- PROVIDED TEXT:

—————

My LCR Since '05 with Static+ Front Air Lift - Project Gone to a New Home.

Oct 21, 2006
1,226
1
Norfolk
Like many, I have been an active ‘viewer’ of SCN for a number of years now but have never posted a Reader’s Ride thread; the reason for this I am still unsure. But putting this aside, I have enjoyed reading and learning from other people’s Reader’s Ride threads so I hope whoever does read this (hopefully someone…) will enjoy my thread.

I’m now 27 years of age and live in Ely, Cambridgeshire. I’ve owned my Seat Leon Cupra R since 2005. It’s a 2003 registration and is the 210 bhp version. As you will see from the pictures, it’s ovni yellow. Now, when I was looking for a new car, many manufactures came into mind but there was just something about the LCR that stood out (build quality, solid appearance, engine performance, spec list and value for money). I originally wanted a red LCR. I test drove one at Willoughby Seat in Nottingham and was certain that that car was the one. I think at the time it was priced near the £12,000 mark. However, walking through the dealership’s courtyard, I noticed a dirty ovni LCR parked up in the corner and happened to casually ask, “how much is that one? ” The dealer had informed me that it was roughly £1,000 cheaper, owing to it being an ex-demo car that had a few more miles on it (26,000) in comparison to the red LCR. I bought the ovni LCR. When people ask “why did you get a yellow car?” I reply with “because it was cheaper”. I actually really like the colour of my car, especially when it’s clean and sunny outside. The car has one previous owner from new.

—————

- DATASET:

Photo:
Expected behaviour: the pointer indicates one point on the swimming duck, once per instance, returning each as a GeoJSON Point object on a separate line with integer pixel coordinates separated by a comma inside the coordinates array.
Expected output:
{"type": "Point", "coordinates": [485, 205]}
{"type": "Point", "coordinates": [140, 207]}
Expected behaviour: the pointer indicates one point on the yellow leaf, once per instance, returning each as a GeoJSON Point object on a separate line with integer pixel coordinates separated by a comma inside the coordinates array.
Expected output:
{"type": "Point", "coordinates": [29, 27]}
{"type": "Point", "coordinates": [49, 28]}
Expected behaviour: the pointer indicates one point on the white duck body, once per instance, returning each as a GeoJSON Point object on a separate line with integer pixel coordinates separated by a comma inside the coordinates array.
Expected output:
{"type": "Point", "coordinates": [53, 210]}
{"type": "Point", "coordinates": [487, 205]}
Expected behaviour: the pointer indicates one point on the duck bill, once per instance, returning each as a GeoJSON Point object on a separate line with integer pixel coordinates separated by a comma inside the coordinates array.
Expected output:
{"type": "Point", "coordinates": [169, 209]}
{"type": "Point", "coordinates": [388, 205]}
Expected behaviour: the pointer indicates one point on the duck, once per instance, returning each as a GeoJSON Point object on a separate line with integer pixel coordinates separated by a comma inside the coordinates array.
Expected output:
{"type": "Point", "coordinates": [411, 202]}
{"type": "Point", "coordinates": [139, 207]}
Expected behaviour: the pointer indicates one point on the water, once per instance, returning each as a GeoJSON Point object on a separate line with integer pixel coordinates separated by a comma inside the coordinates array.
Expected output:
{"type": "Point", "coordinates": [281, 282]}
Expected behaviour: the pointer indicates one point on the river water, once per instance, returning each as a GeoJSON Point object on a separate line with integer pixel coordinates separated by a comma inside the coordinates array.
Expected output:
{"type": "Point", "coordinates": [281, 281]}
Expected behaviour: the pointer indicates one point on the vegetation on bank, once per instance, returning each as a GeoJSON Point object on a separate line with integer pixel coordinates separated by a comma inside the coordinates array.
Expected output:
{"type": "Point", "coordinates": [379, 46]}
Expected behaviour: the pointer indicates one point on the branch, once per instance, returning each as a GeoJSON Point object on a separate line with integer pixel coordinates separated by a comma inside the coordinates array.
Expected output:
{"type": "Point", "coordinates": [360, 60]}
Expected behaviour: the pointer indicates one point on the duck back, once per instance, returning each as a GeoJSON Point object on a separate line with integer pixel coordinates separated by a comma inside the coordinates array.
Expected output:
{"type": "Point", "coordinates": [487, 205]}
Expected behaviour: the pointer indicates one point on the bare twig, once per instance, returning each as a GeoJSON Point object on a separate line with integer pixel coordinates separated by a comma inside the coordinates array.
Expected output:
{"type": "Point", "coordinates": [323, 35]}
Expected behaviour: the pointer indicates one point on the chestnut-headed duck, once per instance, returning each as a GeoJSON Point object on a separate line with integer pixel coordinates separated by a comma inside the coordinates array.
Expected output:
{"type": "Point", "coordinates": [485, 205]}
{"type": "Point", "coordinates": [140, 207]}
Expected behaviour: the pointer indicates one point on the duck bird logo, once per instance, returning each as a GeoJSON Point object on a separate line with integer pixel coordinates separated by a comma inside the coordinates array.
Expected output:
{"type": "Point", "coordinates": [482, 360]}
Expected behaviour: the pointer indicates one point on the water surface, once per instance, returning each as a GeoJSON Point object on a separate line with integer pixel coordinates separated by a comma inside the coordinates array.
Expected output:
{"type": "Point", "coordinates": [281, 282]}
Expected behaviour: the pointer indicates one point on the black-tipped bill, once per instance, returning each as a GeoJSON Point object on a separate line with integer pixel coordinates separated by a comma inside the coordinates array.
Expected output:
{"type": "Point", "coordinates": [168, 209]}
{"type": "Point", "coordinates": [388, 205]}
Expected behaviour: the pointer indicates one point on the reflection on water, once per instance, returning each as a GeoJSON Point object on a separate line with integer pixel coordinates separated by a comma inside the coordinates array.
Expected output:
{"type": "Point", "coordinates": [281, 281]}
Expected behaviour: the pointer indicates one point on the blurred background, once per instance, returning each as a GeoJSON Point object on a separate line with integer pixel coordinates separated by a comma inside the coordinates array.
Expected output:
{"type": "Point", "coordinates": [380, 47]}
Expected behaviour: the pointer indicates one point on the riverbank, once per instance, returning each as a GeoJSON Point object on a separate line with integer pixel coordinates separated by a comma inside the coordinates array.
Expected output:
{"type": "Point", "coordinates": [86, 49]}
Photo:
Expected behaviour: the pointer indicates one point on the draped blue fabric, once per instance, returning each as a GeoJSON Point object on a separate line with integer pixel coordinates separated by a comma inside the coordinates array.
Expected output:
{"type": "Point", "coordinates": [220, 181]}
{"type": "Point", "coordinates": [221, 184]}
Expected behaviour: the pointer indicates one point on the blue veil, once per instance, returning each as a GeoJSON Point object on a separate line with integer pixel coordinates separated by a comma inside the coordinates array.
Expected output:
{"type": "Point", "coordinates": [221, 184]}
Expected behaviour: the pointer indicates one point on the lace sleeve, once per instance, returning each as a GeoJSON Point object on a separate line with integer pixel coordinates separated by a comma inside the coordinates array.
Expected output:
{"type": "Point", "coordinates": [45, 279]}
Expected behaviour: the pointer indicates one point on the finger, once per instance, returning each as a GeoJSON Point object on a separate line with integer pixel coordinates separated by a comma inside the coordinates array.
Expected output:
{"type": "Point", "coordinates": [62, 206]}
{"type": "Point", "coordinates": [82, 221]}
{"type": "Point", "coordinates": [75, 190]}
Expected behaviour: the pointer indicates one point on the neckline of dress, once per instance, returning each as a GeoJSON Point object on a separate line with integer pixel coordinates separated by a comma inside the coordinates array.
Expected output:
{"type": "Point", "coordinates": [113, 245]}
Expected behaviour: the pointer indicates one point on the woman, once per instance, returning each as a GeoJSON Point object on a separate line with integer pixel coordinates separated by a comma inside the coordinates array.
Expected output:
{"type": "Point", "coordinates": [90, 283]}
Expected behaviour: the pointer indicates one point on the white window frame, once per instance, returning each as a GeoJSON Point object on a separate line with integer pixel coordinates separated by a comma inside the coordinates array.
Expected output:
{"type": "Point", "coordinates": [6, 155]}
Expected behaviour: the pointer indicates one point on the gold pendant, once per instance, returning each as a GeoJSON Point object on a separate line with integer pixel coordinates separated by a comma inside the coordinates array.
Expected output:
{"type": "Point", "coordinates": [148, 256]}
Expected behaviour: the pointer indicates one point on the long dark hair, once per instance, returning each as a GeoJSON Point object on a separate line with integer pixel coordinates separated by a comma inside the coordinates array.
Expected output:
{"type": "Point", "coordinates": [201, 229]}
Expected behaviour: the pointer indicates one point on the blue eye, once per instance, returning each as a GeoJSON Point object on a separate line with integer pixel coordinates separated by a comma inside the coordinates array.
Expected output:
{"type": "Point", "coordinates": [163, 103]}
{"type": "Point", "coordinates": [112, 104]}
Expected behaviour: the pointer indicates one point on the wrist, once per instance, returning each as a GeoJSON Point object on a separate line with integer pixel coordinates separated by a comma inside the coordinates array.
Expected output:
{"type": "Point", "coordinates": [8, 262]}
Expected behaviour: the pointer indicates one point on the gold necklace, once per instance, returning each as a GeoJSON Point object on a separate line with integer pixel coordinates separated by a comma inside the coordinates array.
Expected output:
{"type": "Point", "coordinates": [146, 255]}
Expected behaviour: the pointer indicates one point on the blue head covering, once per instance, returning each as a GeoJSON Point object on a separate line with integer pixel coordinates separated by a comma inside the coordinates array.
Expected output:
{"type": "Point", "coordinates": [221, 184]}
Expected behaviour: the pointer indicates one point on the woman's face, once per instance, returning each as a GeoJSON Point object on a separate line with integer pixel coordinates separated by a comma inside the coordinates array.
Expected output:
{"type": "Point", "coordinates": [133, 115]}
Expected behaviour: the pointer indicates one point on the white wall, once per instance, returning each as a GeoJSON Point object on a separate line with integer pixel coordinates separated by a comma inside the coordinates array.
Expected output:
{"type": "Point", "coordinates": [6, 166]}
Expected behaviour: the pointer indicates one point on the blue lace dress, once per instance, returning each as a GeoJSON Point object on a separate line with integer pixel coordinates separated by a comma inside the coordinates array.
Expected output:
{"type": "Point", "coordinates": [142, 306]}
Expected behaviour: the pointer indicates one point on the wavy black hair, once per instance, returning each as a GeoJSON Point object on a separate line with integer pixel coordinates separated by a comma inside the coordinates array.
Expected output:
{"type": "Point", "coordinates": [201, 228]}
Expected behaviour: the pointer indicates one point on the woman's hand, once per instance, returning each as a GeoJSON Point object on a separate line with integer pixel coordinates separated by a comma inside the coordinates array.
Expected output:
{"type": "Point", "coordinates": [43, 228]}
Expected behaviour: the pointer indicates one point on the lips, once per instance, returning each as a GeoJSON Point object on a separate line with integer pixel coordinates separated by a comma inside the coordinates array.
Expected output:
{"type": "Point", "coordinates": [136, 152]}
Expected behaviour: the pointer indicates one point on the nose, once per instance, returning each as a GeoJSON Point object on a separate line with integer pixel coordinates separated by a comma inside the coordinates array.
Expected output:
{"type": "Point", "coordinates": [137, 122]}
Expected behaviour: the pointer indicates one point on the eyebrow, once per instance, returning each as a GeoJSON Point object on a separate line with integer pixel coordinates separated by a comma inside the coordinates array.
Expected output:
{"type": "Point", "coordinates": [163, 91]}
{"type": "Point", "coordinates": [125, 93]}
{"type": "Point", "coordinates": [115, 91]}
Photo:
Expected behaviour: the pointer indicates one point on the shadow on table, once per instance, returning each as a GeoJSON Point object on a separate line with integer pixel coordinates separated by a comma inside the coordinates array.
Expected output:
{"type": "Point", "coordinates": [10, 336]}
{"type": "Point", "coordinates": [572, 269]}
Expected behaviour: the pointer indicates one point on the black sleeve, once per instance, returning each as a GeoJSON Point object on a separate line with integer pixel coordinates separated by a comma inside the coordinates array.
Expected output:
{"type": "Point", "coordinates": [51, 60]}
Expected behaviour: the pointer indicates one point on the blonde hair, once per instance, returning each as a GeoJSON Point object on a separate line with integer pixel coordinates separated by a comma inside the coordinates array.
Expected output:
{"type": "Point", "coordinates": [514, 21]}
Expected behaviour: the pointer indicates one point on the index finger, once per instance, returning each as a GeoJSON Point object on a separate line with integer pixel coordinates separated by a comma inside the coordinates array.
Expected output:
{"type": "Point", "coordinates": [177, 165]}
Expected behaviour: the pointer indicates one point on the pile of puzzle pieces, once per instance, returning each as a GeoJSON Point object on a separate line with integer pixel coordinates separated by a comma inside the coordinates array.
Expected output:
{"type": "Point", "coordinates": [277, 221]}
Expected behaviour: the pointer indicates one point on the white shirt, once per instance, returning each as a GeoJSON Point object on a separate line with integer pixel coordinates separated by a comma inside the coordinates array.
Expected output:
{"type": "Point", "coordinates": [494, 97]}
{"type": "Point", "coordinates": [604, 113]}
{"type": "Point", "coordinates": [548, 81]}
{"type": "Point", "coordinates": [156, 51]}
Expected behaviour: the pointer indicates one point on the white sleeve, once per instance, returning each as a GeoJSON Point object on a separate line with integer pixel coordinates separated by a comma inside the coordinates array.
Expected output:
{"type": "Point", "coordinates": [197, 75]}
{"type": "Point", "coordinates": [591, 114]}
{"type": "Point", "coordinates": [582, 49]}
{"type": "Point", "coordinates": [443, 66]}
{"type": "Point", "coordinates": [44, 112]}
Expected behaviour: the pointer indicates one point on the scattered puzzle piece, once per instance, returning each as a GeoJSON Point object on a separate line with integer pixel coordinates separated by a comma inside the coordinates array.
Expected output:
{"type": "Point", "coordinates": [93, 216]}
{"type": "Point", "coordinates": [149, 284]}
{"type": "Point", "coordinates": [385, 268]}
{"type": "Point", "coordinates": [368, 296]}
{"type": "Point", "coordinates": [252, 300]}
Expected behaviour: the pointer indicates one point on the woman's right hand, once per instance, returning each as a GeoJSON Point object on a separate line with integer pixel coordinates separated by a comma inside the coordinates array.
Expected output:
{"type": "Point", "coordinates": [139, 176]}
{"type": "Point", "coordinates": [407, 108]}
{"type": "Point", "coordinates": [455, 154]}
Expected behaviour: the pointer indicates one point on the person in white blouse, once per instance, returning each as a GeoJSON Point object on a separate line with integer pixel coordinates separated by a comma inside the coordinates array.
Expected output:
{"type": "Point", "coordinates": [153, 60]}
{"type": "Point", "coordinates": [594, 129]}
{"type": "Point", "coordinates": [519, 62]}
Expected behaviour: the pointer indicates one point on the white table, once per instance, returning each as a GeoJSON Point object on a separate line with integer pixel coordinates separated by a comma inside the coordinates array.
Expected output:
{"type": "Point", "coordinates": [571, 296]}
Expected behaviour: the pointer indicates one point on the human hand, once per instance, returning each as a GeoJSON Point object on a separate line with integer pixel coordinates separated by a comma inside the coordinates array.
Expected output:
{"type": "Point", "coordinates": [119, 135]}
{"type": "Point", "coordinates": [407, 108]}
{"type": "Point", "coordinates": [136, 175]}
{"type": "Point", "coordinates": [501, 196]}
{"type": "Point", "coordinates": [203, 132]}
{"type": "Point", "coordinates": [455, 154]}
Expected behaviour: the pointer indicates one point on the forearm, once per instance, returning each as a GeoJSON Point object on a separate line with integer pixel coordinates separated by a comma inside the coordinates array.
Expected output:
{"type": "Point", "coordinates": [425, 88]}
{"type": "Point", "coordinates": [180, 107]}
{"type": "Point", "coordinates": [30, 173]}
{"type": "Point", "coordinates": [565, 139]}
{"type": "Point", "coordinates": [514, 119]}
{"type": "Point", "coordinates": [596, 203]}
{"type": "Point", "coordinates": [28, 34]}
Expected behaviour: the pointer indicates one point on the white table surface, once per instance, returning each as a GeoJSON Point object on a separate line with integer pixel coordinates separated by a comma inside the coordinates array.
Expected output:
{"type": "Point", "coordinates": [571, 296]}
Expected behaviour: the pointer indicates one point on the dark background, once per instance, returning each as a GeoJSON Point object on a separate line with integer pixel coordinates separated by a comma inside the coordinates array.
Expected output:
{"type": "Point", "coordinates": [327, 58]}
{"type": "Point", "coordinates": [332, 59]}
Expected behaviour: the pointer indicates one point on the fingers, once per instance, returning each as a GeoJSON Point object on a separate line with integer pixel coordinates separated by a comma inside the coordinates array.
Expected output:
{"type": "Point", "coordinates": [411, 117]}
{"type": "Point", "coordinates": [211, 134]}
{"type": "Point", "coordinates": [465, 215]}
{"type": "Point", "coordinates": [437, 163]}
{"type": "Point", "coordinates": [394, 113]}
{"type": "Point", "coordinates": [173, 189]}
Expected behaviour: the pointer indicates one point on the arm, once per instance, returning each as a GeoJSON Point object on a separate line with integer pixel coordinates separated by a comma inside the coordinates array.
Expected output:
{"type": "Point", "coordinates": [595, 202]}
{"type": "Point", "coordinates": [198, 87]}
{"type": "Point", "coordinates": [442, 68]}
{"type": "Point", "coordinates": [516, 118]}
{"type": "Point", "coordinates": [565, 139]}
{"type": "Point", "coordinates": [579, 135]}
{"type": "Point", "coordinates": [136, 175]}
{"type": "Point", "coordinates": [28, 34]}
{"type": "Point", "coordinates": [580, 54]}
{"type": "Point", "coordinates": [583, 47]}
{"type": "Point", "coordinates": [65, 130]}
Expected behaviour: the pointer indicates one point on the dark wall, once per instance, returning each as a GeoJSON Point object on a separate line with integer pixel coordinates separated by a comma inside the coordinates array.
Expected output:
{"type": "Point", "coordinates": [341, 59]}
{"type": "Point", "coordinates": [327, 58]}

—————

- SET TASK 1:
From the Leon Cupra R post, write out the passage starting at "My LCR Since" and ending at "enjoy my thread.".
- SET TASK 2:
Write what comes next in the Leon Cupra R post, picking up after its final sentence.
None of the rows are needed for this work.

- EXPECTED OUTPUT 1:
My LCR Since '05 with Static+ Front Air Lift - Project Gone to a New Home.

Oct 21, 2006
1,226
1
Norfolk
Like many, I have been an active ‘viewer’ of SCN for a number of years now but have never posted a Reader’s Ride thread; the reason for this I am still unsure. But putting this aside, I have enjoyed reading and learning from other people’s Reader’s Ride threads so I hope whoever does read this (hopefully someone…) will enjoy my thread.

- EXPECTED OUTPUT 2:
Since 2005 it had been my daily driver up until last year when I bought a ’97 VW Polo 1.4cl off eBay for £501.01p. The penny is important lol! The reason I bought the polo was because I was racking up the miles over bumpy country roads on the daily commute to work. I kind of felt sorry for the LCR, so it became a weekend car.

The car came in the original 210 spec-list. It also came with the rear bucket shaped seats, which I like. Looking through my photo albums, these are a couple of the earliest pictures I have of the car.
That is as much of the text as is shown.